Work to be completed:
Please give back only the lines below from the one containing "indicate the branch, a" to the one containing "indicate the bark", each repeated word for word, both ends included.

** Input for this task follows **

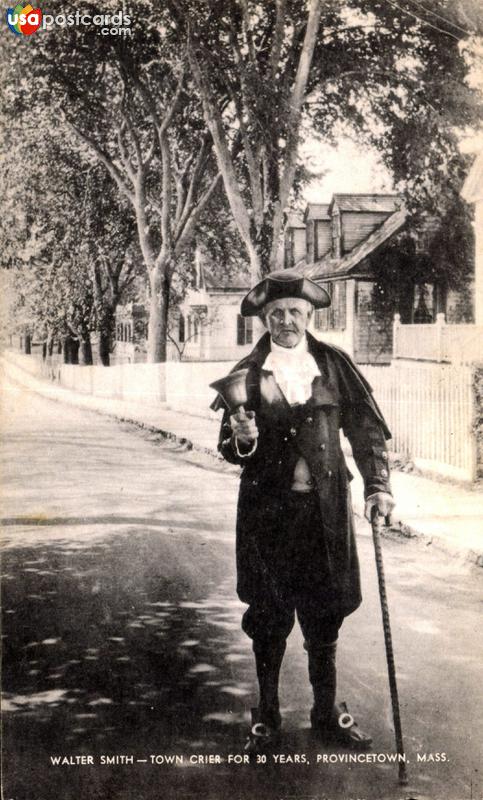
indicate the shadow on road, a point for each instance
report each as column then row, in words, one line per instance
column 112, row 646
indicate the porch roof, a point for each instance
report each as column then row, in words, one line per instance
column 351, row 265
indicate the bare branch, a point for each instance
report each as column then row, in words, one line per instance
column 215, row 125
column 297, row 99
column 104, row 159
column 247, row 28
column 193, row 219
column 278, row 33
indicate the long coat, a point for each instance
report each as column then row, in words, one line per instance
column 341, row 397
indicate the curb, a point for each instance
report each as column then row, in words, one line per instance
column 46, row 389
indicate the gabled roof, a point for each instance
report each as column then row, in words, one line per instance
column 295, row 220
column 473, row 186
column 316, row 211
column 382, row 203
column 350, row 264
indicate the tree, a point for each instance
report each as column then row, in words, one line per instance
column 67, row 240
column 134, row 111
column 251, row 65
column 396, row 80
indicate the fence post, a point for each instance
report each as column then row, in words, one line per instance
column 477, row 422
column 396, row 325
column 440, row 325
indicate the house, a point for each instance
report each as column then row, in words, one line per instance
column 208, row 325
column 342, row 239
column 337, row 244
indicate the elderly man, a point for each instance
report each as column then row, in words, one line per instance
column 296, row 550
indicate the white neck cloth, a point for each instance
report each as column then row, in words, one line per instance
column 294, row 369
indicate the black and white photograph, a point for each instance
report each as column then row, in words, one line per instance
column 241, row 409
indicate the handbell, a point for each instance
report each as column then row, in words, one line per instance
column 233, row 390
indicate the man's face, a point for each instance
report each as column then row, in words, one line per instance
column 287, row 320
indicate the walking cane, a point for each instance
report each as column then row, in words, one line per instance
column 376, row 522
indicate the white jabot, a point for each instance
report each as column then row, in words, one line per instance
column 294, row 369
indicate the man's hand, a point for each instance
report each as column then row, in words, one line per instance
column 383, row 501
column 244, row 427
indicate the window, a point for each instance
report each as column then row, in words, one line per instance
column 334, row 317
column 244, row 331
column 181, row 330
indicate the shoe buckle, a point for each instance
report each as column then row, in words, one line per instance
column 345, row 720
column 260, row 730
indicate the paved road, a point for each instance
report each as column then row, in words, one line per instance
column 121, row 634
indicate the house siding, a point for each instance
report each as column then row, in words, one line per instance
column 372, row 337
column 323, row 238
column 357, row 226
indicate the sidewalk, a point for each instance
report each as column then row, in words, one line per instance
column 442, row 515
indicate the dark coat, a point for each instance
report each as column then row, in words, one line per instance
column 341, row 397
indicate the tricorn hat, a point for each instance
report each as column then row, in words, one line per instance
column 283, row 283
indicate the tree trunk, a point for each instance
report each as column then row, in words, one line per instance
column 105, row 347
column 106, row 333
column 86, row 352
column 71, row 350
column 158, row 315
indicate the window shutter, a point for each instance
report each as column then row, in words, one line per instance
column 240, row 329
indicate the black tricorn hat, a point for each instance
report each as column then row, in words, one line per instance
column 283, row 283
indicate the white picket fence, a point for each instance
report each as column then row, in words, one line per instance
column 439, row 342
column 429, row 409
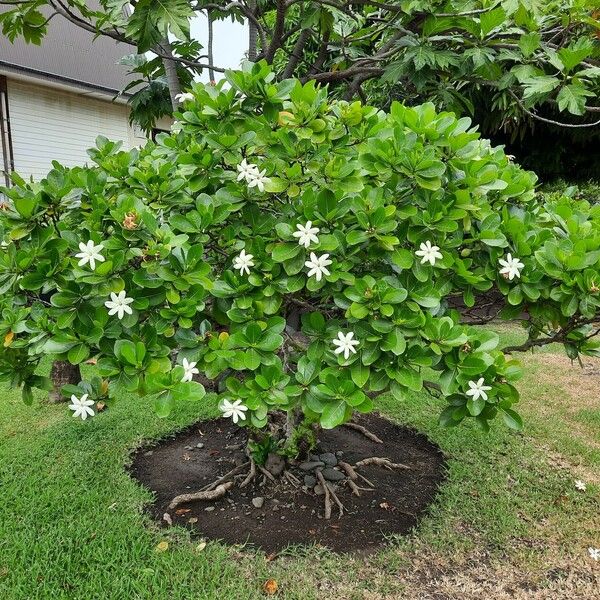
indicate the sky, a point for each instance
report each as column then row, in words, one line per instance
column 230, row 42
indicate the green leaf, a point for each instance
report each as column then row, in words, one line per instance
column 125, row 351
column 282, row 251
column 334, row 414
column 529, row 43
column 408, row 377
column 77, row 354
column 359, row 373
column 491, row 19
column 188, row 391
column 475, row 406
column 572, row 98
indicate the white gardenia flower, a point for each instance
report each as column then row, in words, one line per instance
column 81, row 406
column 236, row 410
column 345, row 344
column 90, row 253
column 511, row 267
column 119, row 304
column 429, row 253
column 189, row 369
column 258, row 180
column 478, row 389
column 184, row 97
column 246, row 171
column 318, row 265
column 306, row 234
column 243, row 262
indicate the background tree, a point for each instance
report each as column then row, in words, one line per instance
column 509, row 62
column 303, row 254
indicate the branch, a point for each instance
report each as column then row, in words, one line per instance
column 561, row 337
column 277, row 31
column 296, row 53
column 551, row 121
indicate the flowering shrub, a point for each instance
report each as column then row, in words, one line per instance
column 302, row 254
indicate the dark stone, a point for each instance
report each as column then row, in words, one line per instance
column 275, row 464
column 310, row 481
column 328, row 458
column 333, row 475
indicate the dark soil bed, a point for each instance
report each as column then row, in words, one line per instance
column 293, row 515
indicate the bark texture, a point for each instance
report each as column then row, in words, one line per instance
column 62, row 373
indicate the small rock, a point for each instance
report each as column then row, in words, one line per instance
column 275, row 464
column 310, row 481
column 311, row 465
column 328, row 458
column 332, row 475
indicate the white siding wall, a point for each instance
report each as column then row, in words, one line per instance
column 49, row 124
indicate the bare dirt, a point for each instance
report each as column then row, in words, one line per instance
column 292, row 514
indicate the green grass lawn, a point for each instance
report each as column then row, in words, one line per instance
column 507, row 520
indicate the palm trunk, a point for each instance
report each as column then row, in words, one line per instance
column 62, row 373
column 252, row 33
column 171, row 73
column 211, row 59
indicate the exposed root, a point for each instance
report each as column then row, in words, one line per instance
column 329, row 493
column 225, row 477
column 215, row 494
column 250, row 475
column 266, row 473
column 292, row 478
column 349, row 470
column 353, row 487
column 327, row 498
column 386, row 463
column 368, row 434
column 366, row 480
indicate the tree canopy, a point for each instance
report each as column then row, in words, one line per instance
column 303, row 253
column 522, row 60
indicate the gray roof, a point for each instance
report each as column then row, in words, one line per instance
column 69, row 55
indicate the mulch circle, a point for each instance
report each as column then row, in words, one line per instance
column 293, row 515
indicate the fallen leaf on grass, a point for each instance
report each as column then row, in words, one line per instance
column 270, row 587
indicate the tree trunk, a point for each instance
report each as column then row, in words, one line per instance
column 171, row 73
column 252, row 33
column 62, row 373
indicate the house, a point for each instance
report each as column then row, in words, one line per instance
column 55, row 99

** End of Input for this task **

Response area:
indicate the branch, a point for each instance
report each as column then row, in words, one line per instance
column 561, row 337
column 277, row 31
column 296, row 53
column 551, row 121
indicate the flowering shrub, a point for each instance
report each as column then row, in words, one line per instance
column 302, row 254
indicate the dark stone, a point for each instance
report each as column then row, in words, one line per instance
column 275, row 464
column 310, row 481
column 328, row 458
column 333, row 475
indicate the dark soil bed, a point for each instance
report each as column then row, in words, one line per instance
column 293, row 515
indicate the bark texture, a point for each instance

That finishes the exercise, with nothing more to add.